[[ Document segment, beginning ]]

In VSTO Excel, how to detect data in cells?

To avoid looping and take advantage of nearly instantaneous execution speed, you can use the Excel.WorksheetFunction.CountA method, which returns the same result as the =CountA() worksheet function.

Assuming that your Excel.Application reference is named 'excelApp' and your Excel.Worksheet reference is named 'worksheet', you can use code like the following in C# 4.0:

// C# 4.0
int dataCount = (int)excelApp.WorksheetFunction.CountA(worksheet.Cells);

if (dataCount == 0)
{
    // All cells on the worksheet are empty.
}
else
{
    // There is at least one cell on the worksheet that has non-empty contents.

[[ Document segment, end ]]
[[ Given data, beginning ]]

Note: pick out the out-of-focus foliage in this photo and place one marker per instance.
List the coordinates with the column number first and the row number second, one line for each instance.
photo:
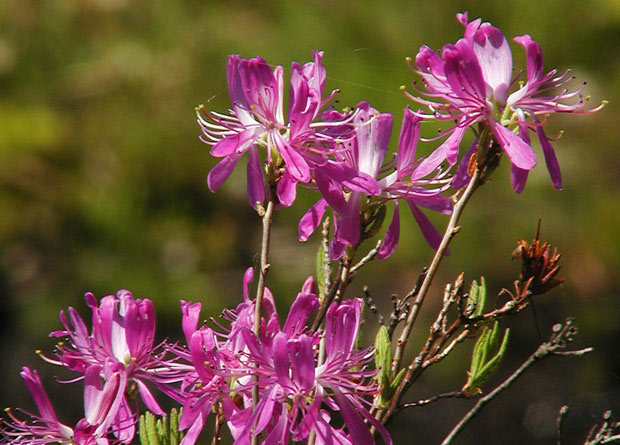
column 102, row 178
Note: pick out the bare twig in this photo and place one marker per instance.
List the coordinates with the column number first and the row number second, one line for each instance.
column 562, row 335
column 369, row 257
column 423, row 402
column 451, row 230
column 370, row 302
column 260, row 290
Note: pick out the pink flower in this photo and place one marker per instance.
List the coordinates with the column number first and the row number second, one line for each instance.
column 418, row 182
column 298, row 392
column 123, row 330
column 101, row 402
column 257, row 120
column 473, row 79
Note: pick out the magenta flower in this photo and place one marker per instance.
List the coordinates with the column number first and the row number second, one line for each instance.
column 101, row 402
column 298, row 392
column 220, row 361
column 419, row 183
column 257, row 120
column 123, row 330
column 473, row 77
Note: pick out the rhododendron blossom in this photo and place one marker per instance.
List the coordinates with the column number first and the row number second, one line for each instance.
column 474, row 77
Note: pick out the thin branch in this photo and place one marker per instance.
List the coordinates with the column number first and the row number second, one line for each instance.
column 423, row 402
column 451, row 230
column 562, row 334
column 369, row 257
column 260, row 290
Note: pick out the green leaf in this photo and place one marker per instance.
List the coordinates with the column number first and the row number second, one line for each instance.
column 151, row 429
column 486, row 357
column 321, row 277
column 478, row 296
column 142, row 431
column 397, row 380
column 383, row 363
column 162, row 431
column 175, row 436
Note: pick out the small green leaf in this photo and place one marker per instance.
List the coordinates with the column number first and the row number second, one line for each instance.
column 160, row 431
column 151, row 429
column 142, row 431
column 175, row 436
column 486, row 357
column 383, row 356
column 397, row 380
column 383, row 363
column 477, row 296
column 320, row 271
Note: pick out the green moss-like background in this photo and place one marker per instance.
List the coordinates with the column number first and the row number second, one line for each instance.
column 103, row 182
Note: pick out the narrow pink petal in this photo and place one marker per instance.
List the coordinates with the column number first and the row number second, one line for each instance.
column 124, row 425
column 34, row 385
column 534, row 57
column 550, row 159
column 350, row 178
column 519, row 152
column 235, row 88
column 518, row 176
column 336, row 249
column 463, row 71
column 287, row 189
column 148, row 399
column 349, row 225
column 227, row 146
column 295, row 163
column 191, row 315
column 391, row 236
column 495, row 59
column 448, row 150
column 192, row 434
column 302, row 362
column 407, row 143
column 311, row 219
column 461, row 177
column 248, row 276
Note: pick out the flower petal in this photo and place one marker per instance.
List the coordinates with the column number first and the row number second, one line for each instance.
column 391, row 236
column 311, row 219
column 519, row 152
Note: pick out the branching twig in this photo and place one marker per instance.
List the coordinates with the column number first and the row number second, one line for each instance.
column 562, row 335
column 260, row 290
column 423, row 402
column 369, row 257
column 451, row 230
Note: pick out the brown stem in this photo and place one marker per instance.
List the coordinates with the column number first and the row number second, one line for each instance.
column 553, row 346
column 260, row 290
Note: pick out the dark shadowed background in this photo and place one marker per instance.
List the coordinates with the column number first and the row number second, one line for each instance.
column 102, row 184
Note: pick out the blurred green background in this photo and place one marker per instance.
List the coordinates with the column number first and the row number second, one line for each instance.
column 103, row 183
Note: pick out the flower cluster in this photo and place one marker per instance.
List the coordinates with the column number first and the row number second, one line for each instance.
column 306, row 379
column 115, row 360
column 298, row 380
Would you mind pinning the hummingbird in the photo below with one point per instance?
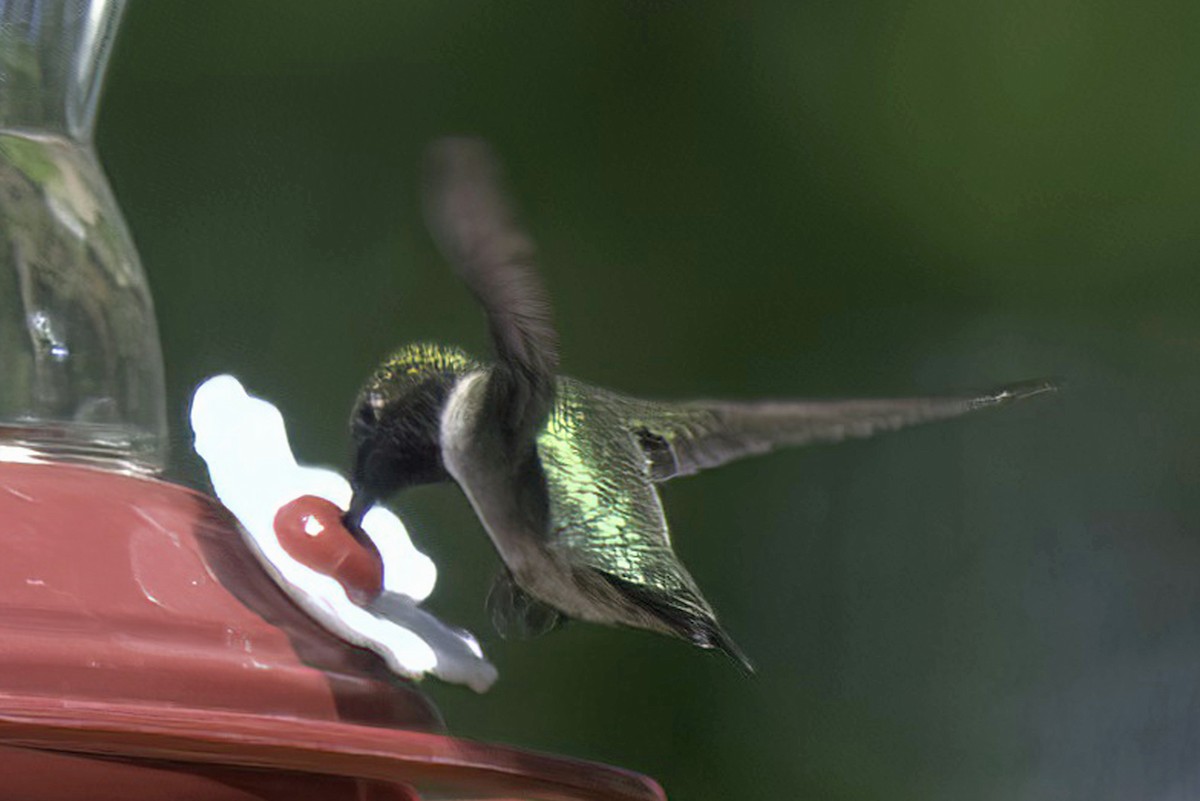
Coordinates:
(562, 474)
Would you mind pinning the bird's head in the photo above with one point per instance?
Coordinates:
(396, 422)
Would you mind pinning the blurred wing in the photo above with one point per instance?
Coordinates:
(475, 228)
(682, 439)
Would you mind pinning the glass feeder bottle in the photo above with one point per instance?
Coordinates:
(81, 367)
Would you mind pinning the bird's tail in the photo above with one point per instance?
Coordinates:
(712, 636)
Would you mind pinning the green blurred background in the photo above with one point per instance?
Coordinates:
(738, 200)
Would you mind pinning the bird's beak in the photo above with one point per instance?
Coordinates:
(360, 503)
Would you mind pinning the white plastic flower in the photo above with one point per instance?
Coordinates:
(245, 445)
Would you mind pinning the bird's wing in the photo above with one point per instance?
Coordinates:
(684, 438)
(474, 226)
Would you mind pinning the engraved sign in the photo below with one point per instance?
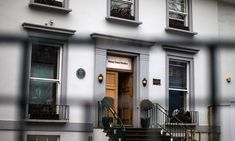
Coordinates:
(115, 62)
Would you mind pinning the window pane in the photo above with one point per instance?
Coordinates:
(58, 3)
(176, 100)
(177, 75)
(42, 92)
(52, 138)
(42, 138)
(122, 9)
(31, 138)
(44, 61)
(177, 5)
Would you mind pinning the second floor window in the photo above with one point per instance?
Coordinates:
(43, 138)
(45, 74)
(57, 3)
(125, 9)
(178, 11)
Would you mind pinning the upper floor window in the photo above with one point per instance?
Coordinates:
(43, 138)
(179, 14)
(45, 74)
(125, 10)
(58, 3)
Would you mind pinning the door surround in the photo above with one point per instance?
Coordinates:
(139, 50)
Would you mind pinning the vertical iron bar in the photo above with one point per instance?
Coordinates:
(213, 96)
(23, 89)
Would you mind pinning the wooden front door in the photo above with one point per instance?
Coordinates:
(119, 86)
(112, 87)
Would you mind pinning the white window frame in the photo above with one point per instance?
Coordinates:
(64, 3)
(59, 70)
(135, 7)
(37, 136)
(187, 14)
(189, 100)
(186, 99)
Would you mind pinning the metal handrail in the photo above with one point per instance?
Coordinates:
(172, 126)
(119, 132)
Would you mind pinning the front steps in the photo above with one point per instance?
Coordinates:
(137, 134)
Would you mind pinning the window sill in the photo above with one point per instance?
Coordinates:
(185, 32)
(49, 7)
(46, 121)
(121, 20)
(181, 124)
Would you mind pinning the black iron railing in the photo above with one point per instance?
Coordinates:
(109, 120)
(170, 125)
(47, 112)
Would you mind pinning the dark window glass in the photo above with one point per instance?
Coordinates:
(58, 3)
(177, 75)
(176, 100)
(42, 92)
(123, 9)
(44, 61)
(42, 138)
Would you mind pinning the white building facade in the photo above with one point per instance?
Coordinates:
(70, 54)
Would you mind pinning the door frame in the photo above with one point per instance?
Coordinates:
(139, 49)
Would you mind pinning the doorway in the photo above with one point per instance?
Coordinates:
(119, 86)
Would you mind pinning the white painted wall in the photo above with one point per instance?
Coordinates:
(157, 70)
(10, 74)
(89, 17)
(80, 91)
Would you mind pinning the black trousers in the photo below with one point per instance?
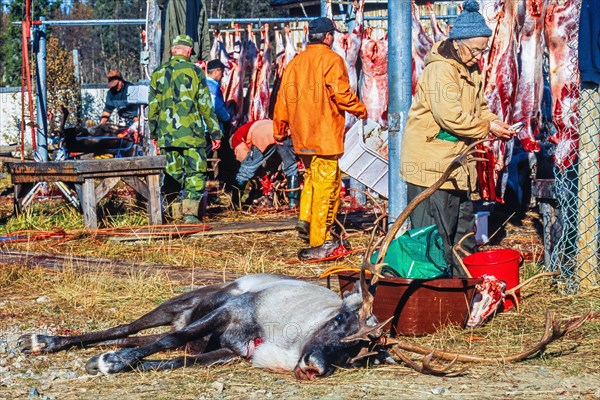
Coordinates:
(452, 212)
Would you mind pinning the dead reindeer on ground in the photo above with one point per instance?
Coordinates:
(98, 139)
(276, 322)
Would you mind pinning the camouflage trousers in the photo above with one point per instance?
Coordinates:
(187, 166)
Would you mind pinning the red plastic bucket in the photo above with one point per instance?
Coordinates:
(503, 264)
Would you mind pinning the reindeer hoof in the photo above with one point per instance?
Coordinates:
(35, 344)
(111, 362)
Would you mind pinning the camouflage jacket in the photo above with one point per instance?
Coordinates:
(180, 108)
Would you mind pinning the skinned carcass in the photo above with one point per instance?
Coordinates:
(253, 56)
(561, 30)
(438, 33)
(259, 102)
(374, 79)
(421, 45)
(530, 88)
(275, 322)
(347, 45)
(501, 75)
(234, 88)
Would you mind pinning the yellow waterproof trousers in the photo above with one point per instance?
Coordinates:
(320, 199)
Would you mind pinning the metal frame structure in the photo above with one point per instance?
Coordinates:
(399, 77)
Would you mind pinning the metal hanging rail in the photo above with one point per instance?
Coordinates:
(223, 21)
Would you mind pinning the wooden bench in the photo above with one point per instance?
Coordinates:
(93, 179)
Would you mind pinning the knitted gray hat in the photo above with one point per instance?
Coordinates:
(470, 23)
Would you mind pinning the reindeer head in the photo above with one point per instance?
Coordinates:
(338, 341)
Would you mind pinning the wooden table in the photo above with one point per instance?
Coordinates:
(141, 173)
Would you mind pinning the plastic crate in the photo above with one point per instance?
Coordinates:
(363, 163)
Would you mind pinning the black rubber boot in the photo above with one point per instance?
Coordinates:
(293, 191)
(325, 250)
(303, 229)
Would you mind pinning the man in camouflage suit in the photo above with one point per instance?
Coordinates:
(179, 113)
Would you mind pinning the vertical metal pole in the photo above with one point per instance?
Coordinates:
(76, 65)
(400, 96)
(360, 198)
(452, 13)
(41, 95)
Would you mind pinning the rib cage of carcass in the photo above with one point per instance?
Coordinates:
(523, 31)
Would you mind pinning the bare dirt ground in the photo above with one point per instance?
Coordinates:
(122, 280)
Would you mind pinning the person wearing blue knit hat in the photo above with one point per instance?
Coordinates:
(447, 114)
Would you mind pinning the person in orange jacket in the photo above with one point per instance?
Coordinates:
(313, 98)
(252, 144)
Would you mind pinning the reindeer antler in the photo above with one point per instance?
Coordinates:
(553, 331)
(466, 156)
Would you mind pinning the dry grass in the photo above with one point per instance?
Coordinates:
(78, 298)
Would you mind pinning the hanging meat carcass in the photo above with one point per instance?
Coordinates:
(530, 87)
(235, 88)
(252, 55)
(279, 68)
(348, 45)
(438, 33)
(259, 103)
(286, 51)
(214, 50)
(304, 36)
(290, 47)
(421, 45)
(501, 76)
(373, 80)
(561, 30)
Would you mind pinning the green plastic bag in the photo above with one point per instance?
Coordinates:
(417, 254)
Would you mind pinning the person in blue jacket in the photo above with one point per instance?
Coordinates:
(214, 74)
(228, 165)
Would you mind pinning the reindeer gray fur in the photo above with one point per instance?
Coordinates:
(276, 322)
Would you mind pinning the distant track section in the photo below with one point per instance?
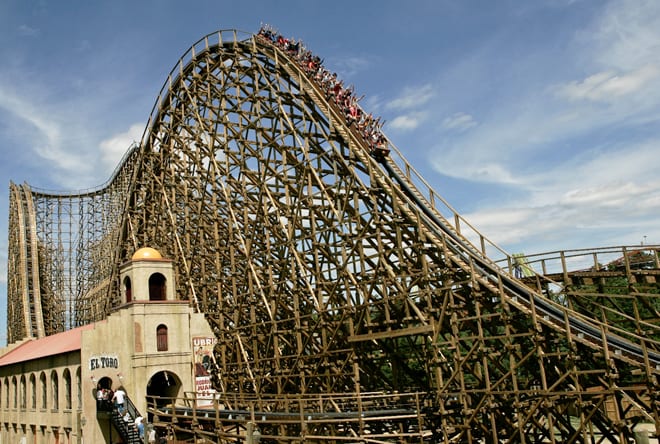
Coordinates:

[[ Given data, end ]]

* _Task instructions_
A. In the text on detecting data in VSTO Excel cells, what result does the Excel.WorksheetFunction.CountA method return?
B. Using the text on detecting data in VSTO Excel cells, explain why it recommends the Excel.WorksheetFunction.CountA method.
C. Write the next part of the text on detecting data in VSTO Excel cells, starting right after its last line.
The entries play no part in what is asked here.

* _Task-by-task results_
A. It returns the same result as the =CountA() worksheet function.

B. The method avoids looping through the cells. It also takes advantage of nearly instantaneous execution speed.

C.
}

In C# 3.0 and below, it's a bit more verbose, because you have to explicitly provide the missing optional arguments:

// C# 3.0 and below
int dataCount = (int)excelApp.WorksheetFunction.CountA(
    worksheet.Cells, 
    Type.Missing, Type.Missing, Type.Missing, Type.Missing, Type.Missing, Type.Missing, 
    Type.Missing, Type.Missing, Type.Missing, Type.Missing, Type.Missing, Type.Missing, 
    Type.Missing, Type.Missing, Type.Missing, Type.Missing, Type.Missing, Type.Missing, 
    Type.Missing, Type.Missing, Type.Missing, Type.Missing, Type.Missing, Type.Missing, 
    Type.Missing, Type.Missing, Type.Missing, Type.Missing, Type.Missing);

if (dataCount == 0)
{
    // All cells on the worksheet are empty.
}
else
{
    // There is at least one cell on the worksheet that has non-empty contents.
}

I work with VSTO and Excel for some time, at a very intense level, so I hope I can share things I've learned over the course of time with you.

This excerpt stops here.